* **Problem description**:
Only the lines from the one that contains "the black eyeglasses" through the final line of the entries should be repeated, exactly as written.
Data below:
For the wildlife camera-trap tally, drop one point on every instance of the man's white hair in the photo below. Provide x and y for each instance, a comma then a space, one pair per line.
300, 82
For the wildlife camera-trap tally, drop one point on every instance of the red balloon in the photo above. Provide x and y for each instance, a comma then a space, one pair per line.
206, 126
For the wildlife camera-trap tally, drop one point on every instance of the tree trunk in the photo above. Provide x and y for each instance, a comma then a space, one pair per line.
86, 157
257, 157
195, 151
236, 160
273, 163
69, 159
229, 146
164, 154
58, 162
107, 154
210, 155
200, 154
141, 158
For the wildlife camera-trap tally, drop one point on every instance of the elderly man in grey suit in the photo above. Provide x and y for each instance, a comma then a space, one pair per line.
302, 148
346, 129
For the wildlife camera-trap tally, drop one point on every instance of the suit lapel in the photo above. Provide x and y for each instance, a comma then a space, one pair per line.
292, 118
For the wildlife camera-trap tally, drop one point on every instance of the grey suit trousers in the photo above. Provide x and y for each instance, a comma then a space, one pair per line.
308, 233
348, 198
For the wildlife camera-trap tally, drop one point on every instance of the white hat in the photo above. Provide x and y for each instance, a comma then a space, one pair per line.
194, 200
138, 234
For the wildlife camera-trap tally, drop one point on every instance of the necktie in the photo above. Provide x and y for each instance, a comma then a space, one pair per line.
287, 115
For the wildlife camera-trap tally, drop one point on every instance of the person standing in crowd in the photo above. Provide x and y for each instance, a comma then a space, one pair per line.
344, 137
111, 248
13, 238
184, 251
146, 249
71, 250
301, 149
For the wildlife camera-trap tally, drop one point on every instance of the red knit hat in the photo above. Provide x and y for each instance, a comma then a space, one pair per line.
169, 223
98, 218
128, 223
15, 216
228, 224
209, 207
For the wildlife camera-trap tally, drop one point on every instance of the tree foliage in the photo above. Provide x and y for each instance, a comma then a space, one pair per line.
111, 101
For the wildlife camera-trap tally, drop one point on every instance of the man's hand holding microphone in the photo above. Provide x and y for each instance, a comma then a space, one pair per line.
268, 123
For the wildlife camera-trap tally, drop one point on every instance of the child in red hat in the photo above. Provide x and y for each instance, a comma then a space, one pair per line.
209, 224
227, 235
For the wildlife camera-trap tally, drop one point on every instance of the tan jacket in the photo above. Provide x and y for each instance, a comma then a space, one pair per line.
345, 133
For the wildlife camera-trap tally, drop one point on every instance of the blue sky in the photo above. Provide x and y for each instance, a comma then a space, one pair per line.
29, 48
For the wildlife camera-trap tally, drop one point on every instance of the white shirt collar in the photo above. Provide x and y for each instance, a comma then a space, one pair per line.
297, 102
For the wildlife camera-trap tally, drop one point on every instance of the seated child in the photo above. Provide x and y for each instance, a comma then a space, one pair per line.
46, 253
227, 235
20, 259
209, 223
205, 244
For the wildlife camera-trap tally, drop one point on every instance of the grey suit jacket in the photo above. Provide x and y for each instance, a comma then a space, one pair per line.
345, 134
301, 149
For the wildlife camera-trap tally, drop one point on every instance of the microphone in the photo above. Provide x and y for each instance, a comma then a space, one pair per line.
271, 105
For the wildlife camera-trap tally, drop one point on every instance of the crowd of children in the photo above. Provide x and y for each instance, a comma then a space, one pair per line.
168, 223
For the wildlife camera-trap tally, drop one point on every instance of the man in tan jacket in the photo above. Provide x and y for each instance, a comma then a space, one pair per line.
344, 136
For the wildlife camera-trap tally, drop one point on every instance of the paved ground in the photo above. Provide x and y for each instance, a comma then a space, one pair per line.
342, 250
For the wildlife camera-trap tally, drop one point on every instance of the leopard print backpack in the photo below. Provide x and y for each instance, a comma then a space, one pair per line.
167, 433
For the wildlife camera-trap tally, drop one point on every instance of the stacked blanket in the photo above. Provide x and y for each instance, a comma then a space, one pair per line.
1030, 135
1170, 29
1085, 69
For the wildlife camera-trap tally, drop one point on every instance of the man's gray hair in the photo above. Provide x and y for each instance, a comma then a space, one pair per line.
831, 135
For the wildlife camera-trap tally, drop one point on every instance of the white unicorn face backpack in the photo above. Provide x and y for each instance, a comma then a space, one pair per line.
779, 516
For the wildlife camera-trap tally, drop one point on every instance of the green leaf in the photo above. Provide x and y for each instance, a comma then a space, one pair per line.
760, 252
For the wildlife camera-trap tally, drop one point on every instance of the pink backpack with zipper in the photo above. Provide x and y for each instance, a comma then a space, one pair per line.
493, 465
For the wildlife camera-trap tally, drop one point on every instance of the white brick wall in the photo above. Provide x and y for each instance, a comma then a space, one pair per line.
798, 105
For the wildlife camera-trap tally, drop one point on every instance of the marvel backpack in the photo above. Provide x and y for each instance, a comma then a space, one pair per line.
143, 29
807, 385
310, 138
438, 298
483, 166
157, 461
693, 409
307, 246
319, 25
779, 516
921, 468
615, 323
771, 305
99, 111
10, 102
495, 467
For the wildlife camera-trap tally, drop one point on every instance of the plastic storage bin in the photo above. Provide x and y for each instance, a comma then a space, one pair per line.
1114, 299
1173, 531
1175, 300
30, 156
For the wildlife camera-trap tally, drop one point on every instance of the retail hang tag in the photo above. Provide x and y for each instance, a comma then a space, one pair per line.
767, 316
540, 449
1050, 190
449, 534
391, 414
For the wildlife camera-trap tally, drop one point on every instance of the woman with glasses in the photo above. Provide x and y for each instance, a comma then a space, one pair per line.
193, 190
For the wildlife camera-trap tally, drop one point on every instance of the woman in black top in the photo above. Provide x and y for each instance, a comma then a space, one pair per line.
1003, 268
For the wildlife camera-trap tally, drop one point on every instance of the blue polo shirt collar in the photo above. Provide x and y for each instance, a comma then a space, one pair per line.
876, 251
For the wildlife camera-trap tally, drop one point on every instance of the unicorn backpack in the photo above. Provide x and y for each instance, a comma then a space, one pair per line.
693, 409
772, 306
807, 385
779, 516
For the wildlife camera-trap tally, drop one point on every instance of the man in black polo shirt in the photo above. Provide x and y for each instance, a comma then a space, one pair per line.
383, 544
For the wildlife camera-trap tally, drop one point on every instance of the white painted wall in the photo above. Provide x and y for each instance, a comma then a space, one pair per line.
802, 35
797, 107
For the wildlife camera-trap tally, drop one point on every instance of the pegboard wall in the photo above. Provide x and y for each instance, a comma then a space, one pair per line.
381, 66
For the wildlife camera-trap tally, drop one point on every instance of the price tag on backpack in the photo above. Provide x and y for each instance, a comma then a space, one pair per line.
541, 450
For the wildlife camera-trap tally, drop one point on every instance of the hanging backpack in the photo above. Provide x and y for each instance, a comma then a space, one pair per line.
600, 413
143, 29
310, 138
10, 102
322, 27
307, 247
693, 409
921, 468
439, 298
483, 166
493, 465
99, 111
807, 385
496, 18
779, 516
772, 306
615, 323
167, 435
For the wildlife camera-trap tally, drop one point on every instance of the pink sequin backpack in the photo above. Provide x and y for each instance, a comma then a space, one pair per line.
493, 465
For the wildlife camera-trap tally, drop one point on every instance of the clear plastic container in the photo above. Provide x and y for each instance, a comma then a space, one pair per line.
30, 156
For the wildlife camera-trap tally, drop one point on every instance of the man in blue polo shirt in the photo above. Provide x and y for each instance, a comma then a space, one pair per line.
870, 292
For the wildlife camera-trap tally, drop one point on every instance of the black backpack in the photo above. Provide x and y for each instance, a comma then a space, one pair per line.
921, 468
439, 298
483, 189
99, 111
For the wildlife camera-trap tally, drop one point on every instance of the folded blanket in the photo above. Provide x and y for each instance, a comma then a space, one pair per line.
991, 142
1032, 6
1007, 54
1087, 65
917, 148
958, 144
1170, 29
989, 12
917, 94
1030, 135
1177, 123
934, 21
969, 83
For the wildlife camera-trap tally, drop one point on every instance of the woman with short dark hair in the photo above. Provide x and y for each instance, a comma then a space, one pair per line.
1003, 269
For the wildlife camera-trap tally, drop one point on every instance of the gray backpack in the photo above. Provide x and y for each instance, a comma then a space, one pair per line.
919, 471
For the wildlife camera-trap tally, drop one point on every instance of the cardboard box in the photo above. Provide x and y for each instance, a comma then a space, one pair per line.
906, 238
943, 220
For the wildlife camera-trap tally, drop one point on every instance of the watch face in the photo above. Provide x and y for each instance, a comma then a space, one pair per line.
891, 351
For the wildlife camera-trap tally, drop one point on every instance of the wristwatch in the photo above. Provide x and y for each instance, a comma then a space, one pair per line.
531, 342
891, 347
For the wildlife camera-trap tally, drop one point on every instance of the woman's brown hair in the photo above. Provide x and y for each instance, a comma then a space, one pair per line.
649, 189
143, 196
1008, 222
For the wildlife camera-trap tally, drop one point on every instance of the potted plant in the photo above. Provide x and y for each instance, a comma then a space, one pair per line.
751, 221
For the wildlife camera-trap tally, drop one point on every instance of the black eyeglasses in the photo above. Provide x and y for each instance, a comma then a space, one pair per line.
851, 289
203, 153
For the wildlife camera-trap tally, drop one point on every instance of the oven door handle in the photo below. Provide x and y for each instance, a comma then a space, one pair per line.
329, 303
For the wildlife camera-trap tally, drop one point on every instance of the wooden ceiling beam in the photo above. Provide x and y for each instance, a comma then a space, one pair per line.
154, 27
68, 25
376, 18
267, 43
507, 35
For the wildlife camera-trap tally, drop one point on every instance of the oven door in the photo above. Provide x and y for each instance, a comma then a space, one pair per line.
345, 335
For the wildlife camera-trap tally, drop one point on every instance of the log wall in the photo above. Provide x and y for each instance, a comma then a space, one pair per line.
End of Data.
* **Response area**:
For the wildlife camera-trap tally, drop one point on every instance of the black eyeglasses in the photo above. Provide x and y for each instance, a comma then a space, one pair per line.
851, 289
203, 153
For the wildlife camera-trap tally, drop one point on every instance of the oven door handle in the photo below. Provide x and y for each instance, a comma then a space, one pair per line.
329, 303
For the wildlife camera-trap tally, drop one point on every instance of the wooden ceiling beam in the photo above. Provide x and y for each instance, a comma then a space, one pair per line.
154, 27
68, 25
376, 18
267, 43
507, 35
For the wildlife camera-trap tally, drop one point on every instance of the oven door in the photo above. Provide x and y for each instance, a comma then a space, one pair per line.
345, 335
For the wildlife camera-trap tally, drop one point on every instance of the log wall in the photo above. Provide x and y for each instance, a comma then a space, one pair per line.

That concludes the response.